TASK STATEMENT - In the interview transcript about Iraq, what does Peter Mansoor teach now, and at which school?

ROBERT SIEGEL, host:
Peter Mansoor served at General David Petraeus' executive officer in Iraq. He was a colonel in the U.S. Army. He's now retired and teaching military history at Ohio State.
Welcome to the program once again.
Colonel PETER MANSOOR (U.S. Army, Retired; Professor of Military History, Ohio State University): Well, thanks for having me on.
SIEGEL: For some years, U.S. leaders have said that we will stand down as the Iraqis show that they can stand up. Can they actually stand up to the threats facing their government?
Col. MANSOOR: It remains to be seen. Clearly, the ball is in their court now. The Iraqi security forces have come a long way since their total dissolution in the 2003. Some units are clearly more ready than others, but they're going to be put to the test, and put to the test sooner rather than later.
SIEGEL: U.S. troops, of course, are still in Iraq. It would seem that they're in a difficult situation in which, if they are deployed on behalf of the Iraqis, then the withdrawal could appear to be a failure. But if they're called in to play a too large a role, then the Iraqi training effort looks like a failure.
Col. MANSOOR: The key, really, is the advisory effort at this point. Our advisors and trainers will remain embedded in Iraqi units, which will be in Iraqi cities. So we will have a few American soldiers and officers working with the Iraqi security forces wherever they are. And that really should become the main effort. Our combat forces are repositioned on the outskirts of the cities. They still are conducting counterterrorist activities in the rural areas and on the borders, but the main effort clearly is the Iraqi security forces, which now have the main responsibility for ensuring that sectarian violence doesn't erupt again.
SIEGEL: A lot more than just a few U.S. troops still there doing anti-terrorist work.
Col. MANSOOR: A hundred and thirty thousand. But it's pretty difficult since - this is really an urban-based insurgency. It's an urban-based terrorist environment - pretty difficult for U.S. forces positioned on the outskirts to do more than work at the margins of what is really the critical tasks ahead.
SIEGEL: Colonel Mansoor, I want to read you two sentences from today's Washington Post dispatch from Baghdad. Quote: "There is little talk among U.S. commanders and diplomats of engineering a victory in the two-and-a-half years they expect to remain here. Some officials have begun saying privately that the best case scenario would be to depart with a modicum of dignity." What do you think of that?
Col. MANSOOR: Modicum of dignity for sure, but also what you want to depart with is to leave a stable situation behind. And it's the creation of stability in Iraq that should be the operative goal moving forward.

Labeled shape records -
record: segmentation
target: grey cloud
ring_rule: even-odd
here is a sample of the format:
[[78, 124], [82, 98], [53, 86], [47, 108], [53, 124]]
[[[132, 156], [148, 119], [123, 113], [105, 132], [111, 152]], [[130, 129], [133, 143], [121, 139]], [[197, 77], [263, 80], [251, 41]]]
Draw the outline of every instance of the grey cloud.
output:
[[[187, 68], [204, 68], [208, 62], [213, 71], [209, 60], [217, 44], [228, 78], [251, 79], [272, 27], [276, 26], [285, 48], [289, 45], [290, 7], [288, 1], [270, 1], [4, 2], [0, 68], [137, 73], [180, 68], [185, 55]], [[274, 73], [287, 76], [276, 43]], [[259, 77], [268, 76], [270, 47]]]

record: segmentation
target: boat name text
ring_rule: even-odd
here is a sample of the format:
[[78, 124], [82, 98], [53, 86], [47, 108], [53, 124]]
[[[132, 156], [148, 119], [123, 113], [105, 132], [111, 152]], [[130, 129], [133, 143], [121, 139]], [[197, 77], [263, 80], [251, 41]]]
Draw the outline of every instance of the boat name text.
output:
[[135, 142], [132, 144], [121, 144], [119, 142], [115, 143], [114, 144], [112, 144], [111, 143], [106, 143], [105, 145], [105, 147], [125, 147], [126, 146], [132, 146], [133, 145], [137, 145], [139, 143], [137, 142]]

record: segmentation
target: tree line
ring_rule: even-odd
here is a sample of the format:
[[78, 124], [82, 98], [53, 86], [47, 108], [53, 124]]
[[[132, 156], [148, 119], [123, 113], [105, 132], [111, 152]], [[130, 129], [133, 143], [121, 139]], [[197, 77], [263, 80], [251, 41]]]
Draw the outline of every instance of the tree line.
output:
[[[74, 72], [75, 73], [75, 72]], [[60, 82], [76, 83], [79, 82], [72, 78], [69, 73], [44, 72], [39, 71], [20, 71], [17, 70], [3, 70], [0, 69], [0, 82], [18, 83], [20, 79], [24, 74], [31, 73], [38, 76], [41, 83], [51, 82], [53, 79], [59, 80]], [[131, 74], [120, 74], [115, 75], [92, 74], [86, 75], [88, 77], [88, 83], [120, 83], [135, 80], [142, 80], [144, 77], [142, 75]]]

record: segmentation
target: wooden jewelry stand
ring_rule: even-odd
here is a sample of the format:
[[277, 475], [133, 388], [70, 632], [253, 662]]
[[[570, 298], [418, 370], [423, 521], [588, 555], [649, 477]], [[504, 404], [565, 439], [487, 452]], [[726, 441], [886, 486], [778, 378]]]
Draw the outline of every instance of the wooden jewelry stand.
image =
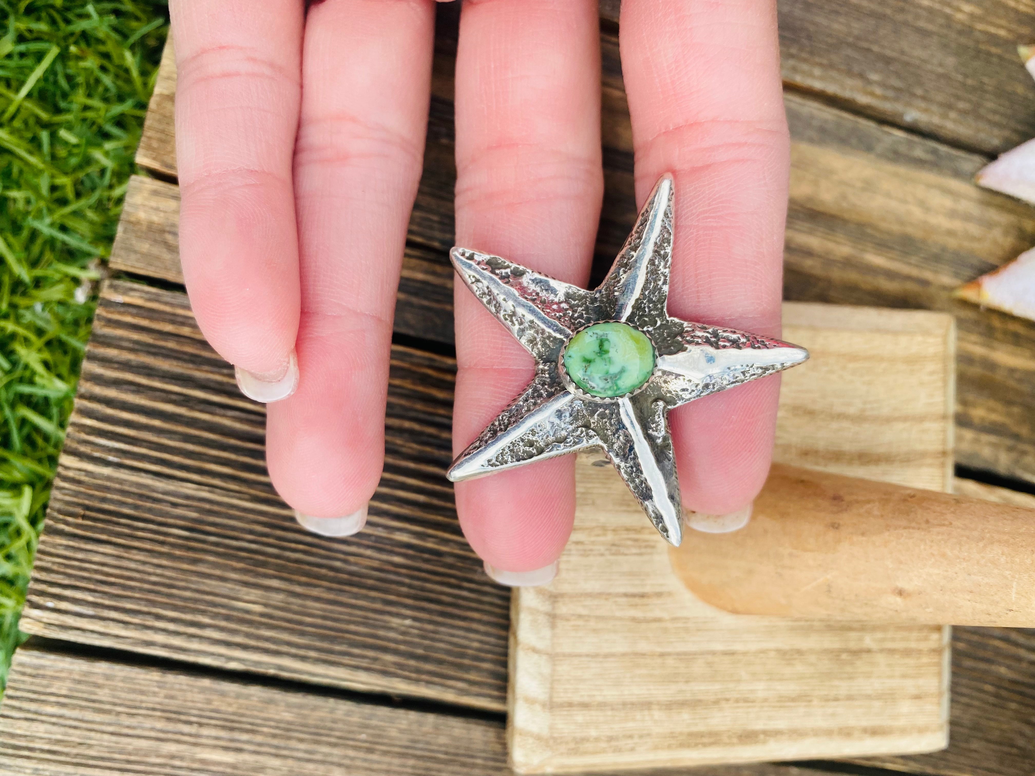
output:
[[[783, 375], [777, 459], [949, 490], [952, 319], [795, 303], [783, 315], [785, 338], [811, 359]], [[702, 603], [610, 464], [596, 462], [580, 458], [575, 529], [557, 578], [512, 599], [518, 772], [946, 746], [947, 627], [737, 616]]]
---
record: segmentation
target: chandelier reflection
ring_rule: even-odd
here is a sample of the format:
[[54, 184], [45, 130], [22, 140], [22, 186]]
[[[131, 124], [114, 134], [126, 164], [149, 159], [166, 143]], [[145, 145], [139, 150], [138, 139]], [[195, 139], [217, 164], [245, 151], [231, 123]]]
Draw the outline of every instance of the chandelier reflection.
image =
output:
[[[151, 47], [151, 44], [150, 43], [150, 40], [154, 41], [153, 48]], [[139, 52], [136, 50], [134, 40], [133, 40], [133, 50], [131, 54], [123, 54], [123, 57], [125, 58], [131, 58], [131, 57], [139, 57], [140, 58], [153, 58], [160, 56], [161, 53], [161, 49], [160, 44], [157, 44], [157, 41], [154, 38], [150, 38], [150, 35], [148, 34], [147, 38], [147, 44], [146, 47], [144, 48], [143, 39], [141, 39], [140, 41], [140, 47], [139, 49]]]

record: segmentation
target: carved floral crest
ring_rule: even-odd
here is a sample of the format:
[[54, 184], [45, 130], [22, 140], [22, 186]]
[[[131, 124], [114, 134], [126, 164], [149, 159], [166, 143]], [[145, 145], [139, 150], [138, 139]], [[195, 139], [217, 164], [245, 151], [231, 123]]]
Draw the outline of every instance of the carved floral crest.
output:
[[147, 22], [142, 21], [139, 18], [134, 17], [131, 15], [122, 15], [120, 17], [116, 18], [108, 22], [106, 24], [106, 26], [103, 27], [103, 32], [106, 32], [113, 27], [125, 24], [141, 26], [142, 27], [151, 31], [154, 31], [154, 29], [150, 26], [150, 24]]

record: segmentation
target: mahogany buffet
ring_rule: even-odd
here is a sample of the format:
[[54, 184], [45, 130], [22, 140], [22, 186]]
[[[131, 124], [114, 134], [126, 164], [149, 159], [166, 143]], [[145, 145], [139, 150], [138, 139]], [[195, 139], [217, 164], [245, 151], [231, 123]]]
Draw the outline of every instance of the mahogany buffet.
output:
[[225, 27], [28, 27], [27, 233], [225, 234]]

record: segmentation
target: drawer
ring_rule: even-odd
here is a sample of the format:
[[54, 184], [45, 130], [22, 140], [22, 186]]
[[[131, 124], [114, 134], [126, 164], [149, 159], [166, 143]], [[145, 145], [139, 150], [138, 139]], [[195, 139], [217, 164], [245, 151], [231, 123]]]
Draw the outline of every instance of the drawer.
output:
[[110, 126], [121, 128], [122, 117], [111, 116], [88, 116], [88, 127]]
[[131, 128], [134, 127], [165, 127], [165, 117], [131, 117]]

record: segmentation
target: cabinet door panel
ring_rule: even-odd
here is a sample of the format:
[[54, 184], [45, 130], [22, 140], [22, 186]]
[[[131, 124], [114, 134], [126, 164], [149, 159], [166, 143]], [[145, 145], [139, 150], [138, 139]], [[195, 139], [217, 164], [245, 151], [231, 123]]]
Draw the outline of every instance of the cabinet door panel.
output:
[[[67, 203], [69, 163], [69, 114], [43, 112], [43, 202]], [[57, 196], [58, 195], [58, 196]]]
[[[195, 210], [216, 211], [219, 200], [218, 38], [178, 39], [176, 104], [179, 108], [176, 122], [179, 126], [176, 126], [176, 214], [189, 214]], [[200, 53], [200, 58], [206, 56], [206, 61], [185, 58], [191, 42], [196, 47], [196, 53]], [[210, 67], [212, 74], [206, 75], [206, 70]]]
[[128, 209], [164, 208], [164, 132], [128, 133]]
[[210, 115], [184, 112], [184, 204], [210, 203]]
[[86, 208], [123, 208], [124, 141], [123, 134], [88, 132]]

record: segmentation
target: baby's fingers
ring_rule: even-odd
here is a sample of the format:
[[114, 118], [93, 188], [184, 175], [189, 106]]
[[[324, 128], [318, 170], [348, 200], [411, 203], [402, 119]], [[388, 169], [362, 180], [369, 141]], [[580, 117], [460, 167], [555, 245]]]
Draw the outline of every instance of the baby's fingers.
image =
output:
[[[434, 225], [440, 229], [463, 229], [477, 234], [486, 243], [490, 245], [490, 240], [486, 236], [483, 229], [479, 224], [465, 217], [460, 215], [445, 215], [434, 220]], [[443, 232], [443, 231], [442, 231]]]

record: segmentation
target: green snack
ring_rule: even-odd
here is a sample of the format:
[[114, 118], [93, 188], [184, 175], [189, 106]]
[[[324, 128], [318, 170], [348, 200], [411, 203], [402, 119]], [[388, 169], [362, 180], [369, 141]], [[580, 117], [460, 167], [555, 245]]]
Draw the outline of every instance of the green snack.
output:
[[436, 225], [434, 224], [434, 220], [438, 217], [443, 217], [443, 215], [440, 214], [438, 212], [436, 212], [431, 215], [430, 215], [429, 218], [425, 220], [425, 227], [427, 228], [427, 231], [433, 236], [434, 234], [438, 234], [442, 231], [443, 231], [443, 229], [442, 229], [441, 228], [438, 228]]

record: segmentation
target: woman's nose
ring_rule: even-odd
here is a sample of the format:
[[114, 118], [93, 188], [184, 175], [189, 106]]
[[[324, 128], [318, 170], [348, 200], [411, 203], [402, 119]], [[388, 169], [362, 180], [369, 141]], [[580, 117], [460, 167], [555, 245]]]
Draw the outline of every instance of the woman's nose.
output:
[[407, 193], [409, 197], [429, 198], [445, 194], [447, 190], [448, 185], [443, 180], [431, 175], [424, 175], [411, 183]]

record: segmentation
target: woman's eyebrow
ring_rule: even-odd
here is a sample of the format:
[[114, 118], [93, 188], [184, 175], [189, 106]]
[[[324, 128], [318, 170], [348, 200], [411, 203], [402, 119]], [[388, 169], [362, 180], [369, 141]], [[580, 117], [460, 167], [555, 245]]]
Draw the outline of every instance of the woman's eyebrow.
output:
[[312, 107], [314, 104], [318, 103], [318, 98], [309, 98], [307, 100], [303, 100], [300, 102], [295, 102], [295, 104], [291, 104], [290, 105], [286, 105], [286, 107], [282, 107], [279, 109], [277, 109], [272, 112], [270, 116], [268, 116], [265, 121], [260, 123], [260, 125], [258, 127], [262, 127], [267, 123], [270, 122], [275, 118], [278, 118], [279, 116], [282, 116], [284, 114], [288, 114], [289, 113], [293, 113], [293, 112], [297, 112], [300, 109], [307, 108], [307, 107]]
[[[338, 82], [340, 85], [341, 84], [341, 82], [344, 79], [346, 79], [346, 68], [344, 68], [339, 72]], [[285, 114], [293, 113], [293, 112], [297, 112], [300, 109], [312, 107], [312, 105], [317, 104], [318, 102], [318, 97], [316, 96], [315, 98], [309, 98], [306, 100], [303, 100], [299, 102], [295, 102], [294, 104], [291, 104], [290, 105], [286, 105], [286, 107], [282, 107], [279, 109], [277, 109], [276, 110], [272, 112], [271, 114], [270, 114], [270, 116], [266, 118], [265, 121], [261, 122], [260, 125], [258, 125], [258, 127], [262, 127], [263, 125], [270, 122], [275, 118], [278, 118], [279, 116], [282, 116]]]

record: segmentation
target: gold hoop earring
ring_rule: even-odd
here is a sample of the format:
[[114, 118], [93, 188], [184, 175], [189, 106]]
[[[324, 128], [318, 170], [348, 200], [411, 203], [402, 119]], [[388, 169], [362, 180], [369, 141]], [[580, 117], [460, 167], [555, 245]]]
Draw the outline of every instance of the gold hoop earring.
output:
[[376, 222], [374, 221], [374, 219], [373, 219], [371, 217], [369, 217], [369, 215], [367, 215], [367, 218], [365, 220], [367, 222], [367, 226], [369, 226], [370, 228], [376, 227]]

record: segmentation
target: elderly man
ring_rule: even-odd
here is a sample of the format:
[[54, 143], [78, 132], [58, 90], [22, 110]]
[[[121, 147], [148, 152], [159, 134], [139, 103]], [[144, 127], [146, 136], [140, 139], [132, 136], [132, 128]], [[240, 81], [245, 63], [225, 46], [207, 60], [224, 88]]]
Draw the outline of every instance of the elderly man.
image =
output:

RESULT BELOW - Military history at Ohio State.